### Stated problem:
Copy the entries from the first line through the line containing "[(213, 303)]", swapping "outline" for "boundary" and leaving everything else unchanged.

### Supplied material:
******

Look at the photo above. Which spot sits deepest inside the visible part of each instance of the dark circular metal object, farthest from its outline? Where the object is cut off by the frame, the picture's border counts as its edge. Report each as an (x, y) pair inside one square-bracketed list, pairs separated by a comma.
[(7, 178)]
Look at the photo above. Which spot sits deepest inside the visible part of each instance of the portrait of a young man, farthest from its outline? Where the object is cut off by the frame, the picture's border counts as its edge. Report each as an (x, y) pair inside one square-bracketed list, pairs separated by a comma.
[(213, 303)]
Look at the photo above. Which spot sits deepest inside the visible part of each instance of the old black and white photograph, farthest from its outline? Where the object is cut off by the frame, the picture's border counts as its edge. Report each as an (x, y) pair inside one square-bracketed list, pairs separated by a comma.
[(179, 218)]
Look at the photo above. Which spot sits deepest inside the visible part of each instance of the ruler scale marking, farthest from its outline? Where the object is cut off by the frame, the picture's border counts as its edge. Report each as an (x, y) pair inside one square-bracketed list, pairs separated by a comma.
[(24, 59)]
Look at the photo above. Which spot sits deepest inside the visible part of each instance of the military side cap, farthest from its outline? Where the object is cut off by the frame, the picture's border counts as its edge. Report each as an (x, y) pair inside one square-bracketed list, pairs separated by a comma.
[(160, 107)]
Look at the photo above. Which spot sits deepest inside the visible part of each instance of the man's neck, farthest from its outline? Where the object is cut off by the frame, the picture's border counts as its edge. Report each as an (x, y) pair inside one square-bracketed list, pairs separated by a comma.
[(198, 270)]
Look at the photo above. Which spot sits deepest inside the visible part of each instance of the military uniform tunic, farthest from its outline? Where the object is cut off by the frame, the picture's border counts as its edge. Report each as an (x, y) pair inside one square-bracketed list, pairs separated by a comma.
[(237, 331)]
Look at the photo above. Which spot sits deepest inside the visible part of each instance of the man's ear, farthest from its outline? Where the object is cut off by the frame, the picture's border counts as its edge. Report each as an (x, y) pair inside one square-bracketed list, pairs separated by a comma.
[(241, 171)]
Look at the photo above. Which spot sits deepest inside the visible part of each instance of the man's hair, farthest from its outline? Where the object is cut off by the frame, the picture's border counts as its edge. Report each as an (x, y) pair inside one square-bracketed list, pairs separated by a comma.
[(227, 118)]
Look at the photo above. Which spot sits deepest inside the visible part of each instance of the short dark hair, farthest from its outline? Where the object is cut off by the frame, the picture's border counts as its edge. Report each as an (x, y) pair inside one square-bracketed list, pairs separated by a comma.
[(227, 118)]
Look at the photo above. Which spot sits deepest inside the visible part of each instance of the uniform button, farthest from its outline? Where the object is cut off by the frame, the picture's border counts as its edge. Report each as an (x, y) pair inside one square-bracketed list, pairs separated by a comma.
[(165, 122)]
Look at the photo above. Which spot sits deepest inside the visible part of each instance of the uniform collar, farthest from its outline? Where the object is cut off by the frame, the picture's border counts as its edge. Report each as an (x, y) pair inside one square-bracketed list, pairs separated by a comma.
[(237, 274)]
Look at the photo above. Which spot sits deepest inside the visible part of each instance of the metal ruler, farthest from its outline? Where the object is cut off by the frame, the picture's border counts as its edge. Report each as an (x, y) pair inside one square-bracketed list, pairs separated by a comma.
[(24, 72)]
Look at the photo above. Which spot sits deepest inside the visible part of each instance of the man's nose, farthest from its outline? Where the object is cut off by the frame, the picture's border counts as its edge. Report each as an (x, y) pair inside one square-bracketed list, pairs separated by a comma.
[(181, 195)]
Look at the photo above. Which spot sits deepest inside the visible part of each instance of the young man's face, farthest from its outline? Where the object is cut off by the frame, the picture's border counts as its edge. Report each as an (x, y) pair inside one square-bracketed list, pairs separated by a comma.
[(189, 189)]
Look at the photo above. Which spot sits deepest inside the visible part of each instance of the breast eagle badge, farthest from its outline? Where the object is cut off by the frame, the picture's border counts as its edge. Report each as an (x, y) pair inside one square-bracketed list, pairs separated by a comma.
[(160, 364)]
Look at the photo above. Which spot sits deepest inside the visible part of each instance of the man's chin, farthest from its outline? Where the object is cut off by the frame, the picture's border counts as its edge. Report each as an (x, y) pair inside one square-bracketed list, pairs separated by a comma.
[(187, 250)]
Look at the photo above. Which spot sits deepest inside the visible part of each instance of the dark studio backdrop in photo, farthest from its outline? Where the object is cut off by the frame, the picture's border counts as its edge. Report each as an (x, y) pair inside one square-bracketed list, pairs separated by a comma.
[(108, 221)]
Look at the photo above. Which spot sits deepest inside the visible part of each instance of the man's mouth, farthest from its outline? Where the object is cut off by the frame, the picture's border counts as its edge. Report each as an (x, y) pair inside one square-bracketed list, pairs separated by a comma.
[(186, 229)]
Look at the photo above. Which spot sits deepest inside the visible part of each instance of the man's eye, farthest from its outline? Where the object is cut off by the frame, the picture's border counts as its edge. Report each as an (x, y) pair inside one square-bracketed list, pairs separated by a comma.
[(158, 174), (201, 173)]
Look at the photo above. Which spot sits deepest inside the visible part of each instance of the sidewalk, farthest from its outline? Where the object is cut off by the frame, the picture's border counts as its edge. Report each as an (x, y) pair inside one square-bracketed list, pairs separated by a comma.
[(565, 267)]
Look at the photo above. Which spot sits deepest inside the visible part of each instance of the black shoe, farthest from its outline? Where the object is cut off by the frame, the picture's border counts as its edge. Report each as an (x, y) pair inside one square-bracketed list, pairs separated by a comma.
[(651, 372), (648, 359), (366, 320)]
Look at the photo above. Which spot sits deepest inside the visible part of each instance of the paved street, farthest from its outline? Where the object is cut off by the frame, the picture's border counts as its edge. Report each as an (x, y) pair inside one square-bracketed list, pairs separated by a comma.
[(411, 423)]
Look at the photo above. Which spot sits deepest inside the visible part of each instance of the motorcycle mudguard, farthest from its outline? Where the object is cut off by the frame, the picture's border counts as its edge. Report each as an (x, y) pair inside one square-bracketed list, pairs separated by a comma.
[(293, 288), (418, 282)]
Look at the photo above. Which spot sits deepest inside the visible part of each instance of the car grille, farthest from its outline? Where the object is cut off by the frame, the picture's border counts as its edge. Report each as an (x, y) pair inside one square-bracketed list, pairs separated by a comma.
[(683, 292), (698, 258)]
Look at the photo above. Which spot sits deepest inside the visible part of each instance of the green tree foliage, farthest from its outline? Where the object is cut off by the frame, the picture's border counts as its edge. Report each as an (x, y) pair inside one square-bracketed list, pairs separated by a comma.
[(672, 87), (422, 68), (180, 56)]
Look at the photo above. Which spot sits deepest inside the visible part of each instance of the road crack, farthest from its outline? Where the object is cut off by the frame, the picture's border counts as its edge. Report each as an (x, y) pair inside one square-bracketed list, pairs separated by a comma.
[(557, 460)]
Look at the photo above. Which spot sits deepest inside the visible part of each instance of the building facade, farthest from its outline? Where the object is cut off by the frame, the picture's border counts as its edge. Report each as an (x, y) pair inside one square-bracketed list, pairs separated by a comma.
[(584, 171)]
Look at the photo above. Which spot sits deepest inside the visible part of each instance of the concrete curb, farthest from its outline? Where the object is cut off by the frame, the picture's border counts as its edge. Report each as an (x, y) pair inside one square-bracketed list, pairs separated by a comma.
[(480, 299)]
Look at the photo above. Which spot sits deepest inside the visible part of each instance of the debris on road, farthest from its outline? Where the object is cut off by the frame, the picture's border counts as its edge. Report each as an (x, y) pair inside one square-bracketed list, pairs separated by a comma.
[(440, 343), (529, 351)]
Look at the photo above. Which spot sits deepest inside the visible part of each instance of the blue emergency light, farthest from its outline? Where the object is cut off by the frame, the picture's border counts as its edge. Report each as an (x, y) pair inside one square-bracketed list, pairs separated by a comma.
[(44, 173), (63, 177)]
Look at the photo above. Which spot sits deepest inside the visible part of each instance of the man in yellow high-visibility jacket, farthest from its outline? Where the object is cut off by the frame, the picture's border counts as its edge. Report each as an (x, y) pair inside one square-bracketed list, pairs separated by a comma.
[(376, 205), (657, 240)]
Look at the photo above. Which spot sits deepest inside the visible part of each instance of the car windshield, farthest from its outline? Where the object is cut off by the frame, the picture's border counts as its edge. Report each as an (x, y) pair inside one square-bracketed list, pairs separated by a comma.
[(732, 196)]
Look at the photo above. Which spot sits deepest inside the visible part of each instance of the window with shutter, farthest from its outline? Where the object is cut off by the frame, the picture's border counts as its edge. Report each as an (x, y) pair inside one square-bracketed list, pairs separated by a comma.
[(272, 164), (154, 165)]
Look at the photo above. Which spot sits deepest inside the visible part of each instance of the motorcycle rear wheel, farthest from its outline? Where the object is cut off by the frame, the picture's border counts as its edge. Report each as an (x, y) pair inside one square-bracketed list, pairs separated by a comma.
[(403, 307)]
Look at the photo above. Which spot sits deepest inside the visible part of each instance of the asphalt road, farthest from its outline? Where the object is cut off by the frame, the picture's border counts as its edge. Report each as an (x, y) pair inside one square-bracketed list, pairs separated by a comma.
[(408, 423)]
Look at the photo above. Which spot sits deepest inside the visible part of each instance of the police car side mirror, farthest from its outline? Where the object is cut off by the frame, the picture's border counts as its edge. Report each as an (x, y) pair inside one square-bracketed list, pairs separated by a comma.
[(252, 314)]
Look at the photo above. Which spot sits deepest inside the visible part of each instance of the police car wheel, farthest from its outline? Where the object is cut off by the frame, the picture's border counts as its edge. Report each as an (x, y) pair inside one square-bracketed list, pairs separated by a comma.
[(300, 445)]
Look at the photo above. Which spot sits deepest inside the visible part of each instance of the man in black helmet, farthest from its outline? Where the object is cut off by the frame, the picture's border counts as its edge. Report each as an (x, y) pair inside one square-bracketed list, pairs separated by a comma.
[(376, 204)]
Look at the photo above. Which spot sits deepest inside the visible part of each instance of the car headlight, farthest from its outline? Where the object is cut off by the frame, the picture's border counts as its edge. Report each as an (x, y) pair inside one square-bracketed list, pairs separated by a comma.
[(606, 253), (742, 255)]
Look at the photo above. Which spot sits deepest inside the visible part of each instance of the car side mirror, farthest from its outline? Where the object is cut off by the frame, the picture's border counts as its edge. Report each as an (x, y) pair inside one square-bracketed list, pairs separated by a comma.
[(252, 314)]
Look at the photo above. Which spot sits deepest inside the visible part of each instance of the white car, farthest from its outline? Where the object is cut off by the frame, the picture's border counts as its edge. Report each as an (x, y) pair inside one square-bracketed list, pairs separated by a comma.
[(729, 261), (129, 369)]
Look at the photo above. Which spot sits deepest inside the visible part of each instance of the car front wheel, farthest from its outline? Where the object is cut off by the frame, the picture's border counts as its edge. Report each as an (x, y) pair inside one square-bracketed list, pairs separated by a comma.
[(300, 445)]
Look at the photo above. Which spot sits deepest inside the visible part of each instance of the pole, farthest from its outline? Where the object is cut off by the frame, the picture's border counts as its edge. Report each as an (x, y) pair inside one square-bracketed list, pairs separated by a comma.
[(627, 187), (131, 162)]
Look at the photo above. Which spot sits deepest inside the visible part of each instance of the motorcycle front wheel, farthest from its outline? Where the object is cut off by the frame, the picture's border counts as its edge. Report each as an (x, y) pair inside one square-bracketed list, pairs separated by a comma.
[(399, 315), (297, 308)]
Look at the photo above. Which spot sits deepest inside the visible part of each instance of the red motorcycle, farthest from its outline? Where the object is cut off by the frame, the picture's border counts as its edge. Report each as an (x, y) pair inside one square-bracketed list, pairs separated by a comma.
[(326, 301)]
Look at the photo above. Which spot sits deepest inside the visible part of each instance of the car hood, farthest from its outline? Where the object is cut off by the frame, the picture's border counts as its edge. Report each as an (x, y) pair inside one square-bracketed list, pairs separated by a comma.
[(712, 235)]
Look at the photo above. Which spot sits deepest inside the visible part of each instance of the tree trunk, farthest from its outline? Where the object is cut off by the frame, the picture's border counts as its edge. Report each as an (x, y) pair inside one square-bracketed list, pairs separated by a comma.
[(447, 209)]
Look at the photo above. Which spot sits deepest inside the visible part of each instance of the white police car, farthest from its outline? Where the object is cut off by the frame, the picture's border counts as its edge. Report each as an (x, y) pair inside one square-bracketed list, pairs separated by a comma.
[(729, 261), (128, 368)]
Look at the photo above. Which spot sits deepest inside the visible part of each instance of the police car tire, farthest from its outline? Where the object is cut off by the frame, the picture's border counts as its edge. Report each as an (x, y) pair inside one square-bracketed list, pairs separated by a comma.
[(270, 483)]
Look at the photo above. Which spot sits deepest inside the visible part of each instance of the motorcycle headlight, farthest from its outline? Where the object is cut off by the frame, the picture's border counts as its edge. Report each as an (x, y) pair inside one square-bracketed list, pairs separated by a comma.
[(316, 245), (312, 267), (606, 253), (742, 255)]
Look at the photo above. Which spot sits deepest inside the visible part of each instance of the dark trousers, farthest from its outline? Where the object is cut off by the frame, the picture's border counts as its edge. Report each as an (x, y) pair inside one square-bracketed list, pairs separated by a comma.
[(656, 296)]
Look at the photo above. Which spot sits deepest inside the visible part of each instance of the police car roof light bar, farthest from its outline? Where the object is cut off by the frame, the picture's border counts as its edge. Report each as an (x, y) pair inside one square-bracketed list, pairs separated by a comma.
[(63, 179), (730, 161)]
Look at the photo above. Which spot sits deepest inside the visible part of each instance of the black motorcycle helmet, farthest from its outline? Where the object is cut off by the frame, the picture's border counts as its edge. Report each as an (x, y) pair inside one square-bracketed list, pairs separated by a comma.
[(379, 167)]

******

### Result of this task:
Look at the photo above. Which spot sits deepest inside the visible part of each instance of the dark circular metal object, farthest from its boundary? Where the object is cut off by the frame, the picture's border counts as its edge. Report each as an (x, y) pair inside one square-bracketed list, pairs separated by a comma.
[(7, 178)]
Look at the photo above. Which spot sits deepest inside the visible part of each instance of the portrait of a young man, farthest from its boundary? Where the object is cut off by the frame, the picture's border counts as its edge. Report each as an (x, y) pair inside one square-bracketed list, pairs separated by a comma.
[(213, 303)]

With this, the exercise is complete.